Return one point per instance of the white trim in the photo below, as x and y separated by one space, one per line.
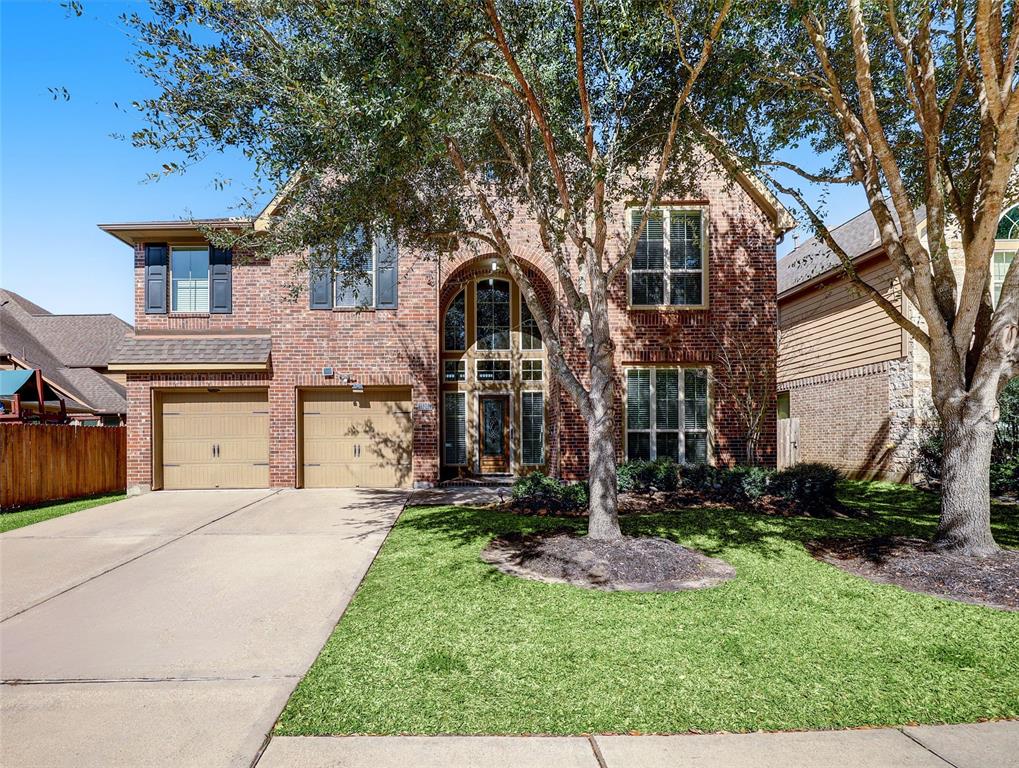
666 270
479 361
652 430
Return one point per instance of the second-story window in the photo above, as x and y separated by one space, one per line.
530 335
454 324
190 279
493 315
355 277
667 269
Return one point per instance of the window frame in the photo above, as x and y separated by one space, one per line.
371 272
208 279
477 308
445 314
529 320
652 429
493 362
461 370
467 458
525 363
523 431
665 211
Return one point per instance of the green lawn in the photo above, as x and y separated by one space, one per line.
21 517
437 642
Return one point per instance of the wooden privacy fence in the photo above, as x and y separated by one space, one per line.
789 442
49 461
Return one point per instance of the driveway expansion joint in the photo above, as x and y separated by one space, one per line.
918 743
139 556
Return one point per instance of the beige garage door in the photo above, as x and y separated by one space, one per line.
357 438
215 439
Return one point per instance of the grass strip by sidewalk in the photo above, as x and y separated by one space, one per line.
437 642
30 515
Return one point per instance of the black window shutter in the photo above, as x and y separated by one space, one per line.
221 280
385 272
156 267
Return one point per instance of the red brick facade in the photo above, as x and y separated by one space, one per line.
403 346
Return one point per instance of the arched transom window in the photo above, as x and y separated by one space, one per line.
454 324
1008 227
493 314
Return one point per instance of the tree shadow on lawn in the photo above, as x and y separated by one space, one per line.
891 510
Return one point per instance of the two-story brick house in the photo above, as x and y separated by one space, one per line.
430 369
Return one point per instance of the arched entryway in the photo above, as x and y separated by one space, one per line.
496 413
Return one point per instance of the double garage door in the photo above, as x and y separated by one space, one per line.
220 439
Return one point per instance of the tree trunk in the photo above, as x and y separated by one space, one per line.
964 527
603 519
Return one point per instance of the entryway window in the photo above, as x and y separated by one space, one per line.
666 414
454 428
530 334
454 325
190 279
532 407
493 315
667 269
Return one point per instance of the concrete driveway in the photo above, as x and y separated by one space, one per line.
170 628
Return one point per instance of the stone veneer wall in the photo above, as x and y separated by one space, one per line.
860 420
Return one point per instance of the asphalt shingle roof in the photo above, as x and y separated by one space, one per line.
65 348
857 236
163 349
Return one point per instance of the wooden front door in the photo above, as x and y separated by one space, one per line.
493 421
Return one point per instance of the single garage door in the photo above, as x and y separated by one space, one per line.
357 438
215 439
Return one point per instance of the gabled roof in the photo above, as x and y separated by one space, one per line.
65 348
234 352
858 237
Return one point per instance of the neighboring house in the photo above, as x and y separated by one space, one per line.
429 370
856 382
73 353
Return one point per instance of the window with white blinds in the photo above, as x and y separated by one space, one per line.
666 414
532 428
190 279
454 428
667 268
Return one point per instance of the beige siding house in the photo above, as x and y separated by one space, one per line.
856 383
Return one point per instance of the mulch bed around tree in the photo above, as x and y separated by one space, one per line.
914 565
645 564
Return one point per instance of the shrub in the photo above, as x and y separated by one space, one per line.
1005 478
646 477
756 482
811 486
537 490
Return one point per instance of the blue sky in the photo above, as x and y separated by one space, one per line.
61 172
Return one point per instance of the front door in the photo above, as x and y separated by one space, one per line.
494 426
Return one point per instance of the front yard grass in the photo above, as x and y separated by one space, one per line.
437 642
22 517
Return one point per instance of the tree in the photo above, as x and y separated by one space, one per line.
442 121
916 102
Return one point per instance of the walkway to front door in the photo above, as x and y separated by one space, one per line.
493 423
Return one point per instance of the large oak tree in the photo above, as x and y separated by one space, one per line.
442 121
916 102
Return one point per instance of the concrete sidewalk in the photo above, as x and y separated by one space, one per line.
170 629
977 746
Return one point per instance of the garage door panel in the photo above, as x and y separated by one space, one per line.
357 438
215 439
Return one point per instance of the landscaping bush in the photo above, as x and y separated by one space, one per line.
1005 478
536 490
647 477
810 486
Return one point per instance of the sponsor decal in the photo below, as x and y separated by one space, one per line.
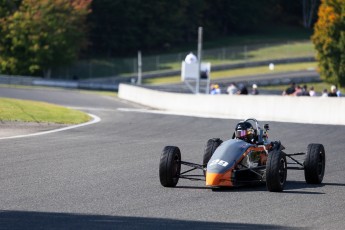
219 162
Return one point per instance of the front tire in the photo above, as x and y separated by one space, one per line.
314 164
276 171
170 166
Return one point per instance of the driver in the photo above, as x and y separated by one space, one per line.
245 131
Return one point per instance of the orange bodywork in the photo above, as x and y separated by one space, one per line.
224 179
216 179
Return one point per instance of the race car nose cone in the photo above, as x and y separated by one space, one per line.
212 179
216 179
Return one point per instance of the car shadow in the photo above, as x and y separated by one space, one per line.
12 219
292 187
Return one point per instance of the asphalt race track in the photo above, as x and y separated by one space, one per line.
───
*INSTRUCTIONS TO FOLLOW*
Reproduce precisely the lines of the listing above, from the line containing "Return one point per instance of the tree in" to the last line, both ends included. Pictures are to be omitted.

*RIGHT ANSWER*
Return one point per instance of the tree in the photo above, as x and y separated by one space, one per line.
442 121
916 102
Return one point per instance of the walkway to front door in the photo above, as x and y separated by one space, one per line.
493 423
Return one point per instance of the large oak tree in the photo above, as x and y separated by one space, one per line.
442 121
916 102
Return one point per instance of the concrete sidewalk in the photo above, as x and y separated by one space, one per line.
170 629
977 746
Return one point per instance of the garage door panel in the photo above, as x and y separated by one space, one per line.
357 438
215 439
Return one point per instance of the landscaping bush in the photo above, as x and y separated by one space, one per line.
1005 478
536 490
647 477
810 486
Return one point per instance of the sponsor decal in the photo below, as x and y separated by one space, one per line.
219 162
Return one point per instance of the front tire in the photo above, as x and y separated by one space, one per line.
314 164
276 171
170 166
Return one point per instance of the driver in the photo above, as x and y separated by one space, one per line.
245 131
Return one point per instance of the orange bodywork in the photo above, as x and y separated by one space, one per line.
224 179
216 179
Return one point per instance of the race car nose cone in the photo above, as x and y separated by one space, one per line.
212 179
216 179
Return one point per instance of the car shadow in the photo above, as x and y separated by one space, one per line.
12 219
292 187
Return one point per instance of the asphalt race track in the photo above, as x and y separated by one space, one per line.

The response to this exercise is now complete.